→ Short exercise
Write out every line of the records below word for word, leaving out the pictures.
── Dataset records ──
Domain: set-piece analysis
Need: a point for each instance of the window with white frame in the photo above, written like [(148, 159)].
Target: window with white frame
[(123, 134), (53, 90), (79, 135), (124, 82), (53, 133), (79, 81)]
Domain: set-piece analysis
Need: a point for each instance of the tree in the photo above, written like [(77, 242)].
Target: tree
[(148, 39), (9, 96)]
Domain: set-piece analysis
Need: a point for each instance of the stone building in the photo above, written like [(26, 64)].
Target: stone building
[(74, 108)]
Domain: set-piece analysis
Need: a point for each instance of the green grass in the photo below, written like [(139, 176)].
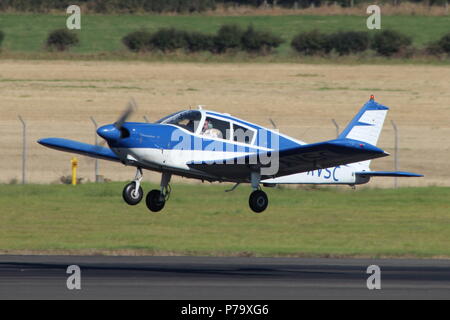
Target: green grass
[(203, 219), (103, 33)]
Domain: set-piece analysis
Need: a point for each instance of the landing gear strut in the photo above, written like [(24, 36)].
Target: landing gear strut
[(133, 193), (258, 200), (156, 199)]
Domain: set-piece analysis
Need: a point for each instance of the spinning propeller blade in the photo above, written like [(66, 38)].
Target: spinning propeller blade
[(131, 107)]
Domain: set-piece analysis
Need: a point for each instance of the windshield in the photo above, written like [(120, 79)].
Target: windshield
[(188, 119)]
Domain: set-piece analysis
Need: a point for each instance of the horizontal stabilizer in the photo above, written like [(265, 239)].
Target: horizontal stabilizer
[(79, 148), (388, 174)]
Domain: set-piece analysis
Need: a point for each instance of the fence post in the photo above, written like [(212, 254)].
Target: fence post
[(395, 151), (24, 149), (337, 127), (96, 143)]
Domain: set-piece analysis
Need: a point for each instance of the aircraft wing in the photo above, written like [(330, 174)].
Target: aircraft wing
[(296, 160), (80, 148)]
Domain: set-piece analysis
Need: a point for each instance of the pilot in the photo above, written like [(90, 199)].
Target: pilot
[(209, 131)]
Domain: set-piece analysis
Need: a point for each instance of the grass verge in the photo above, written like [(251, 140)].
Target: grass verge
[(203, 220)]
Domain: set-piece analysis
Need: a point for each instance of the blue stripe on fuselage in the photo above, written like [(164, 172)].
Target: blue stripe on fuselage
[(165, 136)]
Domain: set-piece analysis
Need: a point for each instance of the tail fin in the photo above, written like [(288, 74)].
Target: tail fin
[(367, 124)]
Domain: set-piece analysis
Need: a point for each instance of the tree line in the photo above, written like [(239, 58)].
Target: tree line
[(179, 6)]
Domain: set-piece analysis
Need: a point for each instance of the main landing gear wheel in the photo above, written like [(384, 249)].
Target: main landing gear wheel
[(155, 201), (258, 201), (131, 195)]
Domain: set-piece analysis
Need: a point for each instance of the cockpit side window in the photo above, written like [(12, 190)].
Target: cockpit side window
[(188, 120), (242, 134), (216, 128)]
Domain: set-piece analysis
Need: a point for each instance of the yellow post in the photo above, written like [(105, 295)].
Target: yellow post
[(74, 163)]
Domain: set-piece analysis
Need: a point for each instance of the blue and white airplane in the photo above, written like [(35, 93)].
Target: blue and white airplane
[(213, 146)]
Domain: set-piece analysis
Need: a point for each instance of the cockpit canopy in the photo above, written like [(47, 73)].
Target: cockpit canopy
[(213, 126), (187, 119)]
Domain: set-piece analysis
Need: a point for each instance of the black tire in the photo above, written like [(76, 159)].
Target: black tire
[(129, 196), (154, 202), (258, 201)]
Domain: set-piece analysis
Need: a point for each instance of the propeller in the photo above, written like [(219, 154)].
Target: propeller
[(273, 123), (116, 131), (131, 107)]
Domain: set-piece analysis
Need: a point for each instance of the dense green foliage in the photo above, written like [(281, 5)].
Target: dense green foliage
[(62, 39), (350, 42), (180, 6), (390, 42), (228, 38), (311, 43)]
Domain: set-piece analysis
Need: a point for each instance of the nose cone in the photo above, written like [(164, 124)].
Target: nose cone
[(109, 132)]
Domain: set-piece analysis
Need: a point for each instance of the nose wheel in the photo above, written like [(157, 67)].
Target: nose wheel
[(132, 193), (156, 199), (258, 201)]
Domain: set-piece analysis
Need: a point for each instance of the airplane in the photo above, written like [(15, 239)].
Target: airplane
[(212, 146)]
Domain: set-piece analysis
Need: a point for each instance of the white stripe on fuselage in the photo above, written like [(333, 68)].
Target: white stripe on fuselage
[(177, 158), (332, 175)]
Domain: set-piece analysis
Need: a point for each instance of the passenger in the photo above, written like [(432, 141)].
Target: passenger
[(209, 131)]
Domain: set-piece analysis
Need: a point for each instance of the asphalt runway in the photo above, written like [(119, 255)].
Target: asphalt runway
[(228, 278)]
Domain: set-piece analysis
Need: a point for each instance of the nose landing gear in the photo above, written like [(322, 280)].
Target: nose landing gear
[(156, 199), (133, 193), (258, 200)]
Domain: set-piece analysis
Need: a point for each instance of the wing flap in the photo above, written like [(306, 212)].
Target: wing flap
[(299, 159), (77, 147)]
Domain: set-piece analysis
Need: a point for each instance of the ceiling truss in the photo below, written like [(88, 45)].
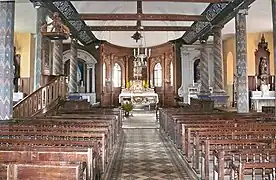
───
→ Finished exercise
Domain: set-piece analysis
Need: a point for each instance of the window with white frame in the photo above, written like [(148, 159)].
Target: window with white frame
[(123, 134), (53, 90), (79, 135), (124, 82), (53, 133), (79, 81)]
Domain: set-piece analysis
Need: a point for each instance of the tree in the photo above, written like [(77, 242)].
Target: tree
[(148, 39), (9, 96)]
Domain: set-piece analysis
Need: a point for each instance of the stone building in the photo above, written like [(26, 64)].
Target: stone building
[(74, 108)]
Domain: set-piece analysis
Need: a point for each instance of the green grass in the photo below, written like [(139, 176)].
Target: green grass
[(203, 219), (103, 33)]
Domain: set-piece analysis
Need: a point for each instance of the landing gear strut in the photo above, written like [(24, 36)].
Target: landing gear strut
[(133, 193), (258, 200), (156, 199)]
Domain: set-piece analysis
Need: a point for each instance of the spinning propeller blade in the photo above, written like [(66, 38)].
Target: spinning propeller blade
[(131, 107)]
Domain: set-piece analysis
Need: a point for each instance of the windshield in the photo above, written like [(120, 79)].
Target: windshield
[(188, 119)]
Domain: set-piece analysis
Need: a point for each instance of the horizontal stabilizer in the photo above, written like [(265, 239)].
Target: horizontal stabilizer
[(79, 148), (388, 174)]
Domain: set-piece analysis
Need: a point for each instance of the fence post in the photo above, written like [(212, 254)].
Target: fence post
[(395, 151), (24, 149), (337, 127), (96, 143)]
Domain: set-piece analysis
Need: a point for each instance of the aircraft wing in the photo above, written like [(330, 174)].
Target: aircraft wing
[(296, 160), (80, 148)]
Domain: set-piece analysis
Need: a point for each instance of the pilot in the photo above, written like [(90, 199)].
Target: pilot
[(209, 131)]
Domain: set-piece analysis
Need: a point for each instance of the grass verge in the photo above, written like [(251, 140)].
Target: grass verge
[(203, 220)]
Domain: set-piece analysis
Need: a point for each instance of the blue stripe on fuselage in the photo above, written like [(164, 172)].
Target: blue stripe on fuselage
[(165, 136)]
Domain: set-piece analysis
Need: a point for each instance of the tail fin in the photo above, written like [(288, 74)].
Target: tail fin
[(367, 124)]
Domain: set-piece analysis
Need: a point for each instance of the tree line in the photo above, written like [(239, 58)].
Target: tree line
[(179, 6)]
Domain: set-piece analysis
Need: a point for each instance of the main landing gear wheel in the photo above, written like [(384, 249)].
Target: main landing gear wheel
[(155, 201), (258, 201), (131, 195)]
Domain: set-piece analysis
Need: a point for each instance of the cockpit side window in the photo above, written like [(12, 190)].
Target: cockpit side window
[(188, 120), (242, 134), (216, 128)]
Domain: set-piece analysis
Need: a point for each instance of the yellow post in the photo above, written like [(105, 295)].
Target: yellow post
[(74, 163)]
Domain: set-piece analysis
Need: a point for each instance of the blue and white airplane in the photo above, written like [(35, 93)].
Target: blue and white airplane
[(213, 146)]
Domain: set-piece analysis
Need: a point for each instance of the cockpit canopy in the photo above, written like [(47, 73)].
Target: cockpit canopy
[(213, 126), (187, 119)]
Domain: set-piece analysis
Need: a point for each instance of the black tire in the photo above, written like [(76, 159)].
Target: black tire
[(129, 196), (154, 202), (258, 201)]
Domain: set-piece analysis
Need: a point for each instance of the propeller in the photo above, written like [(219, 154)].
Target: propeller
[(273, 123), (116, 131), (131, 107)]
Domain: set-piece analysis
Need: a point for each instance of the dense green foliage in the photo above, written like [(281, 5)].
Target: dense green foliage
[(62, 39), (350, 42), (180, 6), (390, 42), (228, 38), (311, 43)]
Domain: set-piece analysis
Need: a point for each instance of the nose cone in the photo above, written like [(164, 124)].
Target: nose cone
[(109, 132)]
Domain: set-piece analysis
Need: a point for each instance of the nose wheel in the photo above, written like [(157, 67)].
Target: nose wheel
[(132, 193), (156, 199), (258, 201)]
Domain: set-piece analysis
Need: a point for each instance of the airplane in the photo above, written like [(15, 239)].
Target: airplane
[(212, 146)]
Domain: set-piece analysis
Need: a point for each instance of the white stripe on fuselage in the photo above, written like [(333, 68)].
Target: white stripe on fuselage
[(177, 158), (332, 175)]
Domain: set-piece analysis
Need: a point for each instance of the passenger in the photo above, written like [(432, 141)].
Target: passenger
[(209, 131)]
Domain: set-piece analysis
Need: a point for each instance of the asphalt runway in the photo above, written like [(119, 255)].
Target: asphalt runway
[(228, 278)]
Domain: set-piece analysis
Need: a point for each instance of the nose landing gear in the photo above, written like [(322, 280)].
Target: nose landing gear
[(156, 199), (133, 193), (258, 200)]
Domain: set-piece analysis
Need: a point for each instance of the wing flap in the photo above, written like [(306, 212)].
Target: wing flap
[(299, 159), (77, 147)]
Domain: set-piece analysis
Need: a point for each instance of the ceiling truss in the photo below, written like [(88, 45)].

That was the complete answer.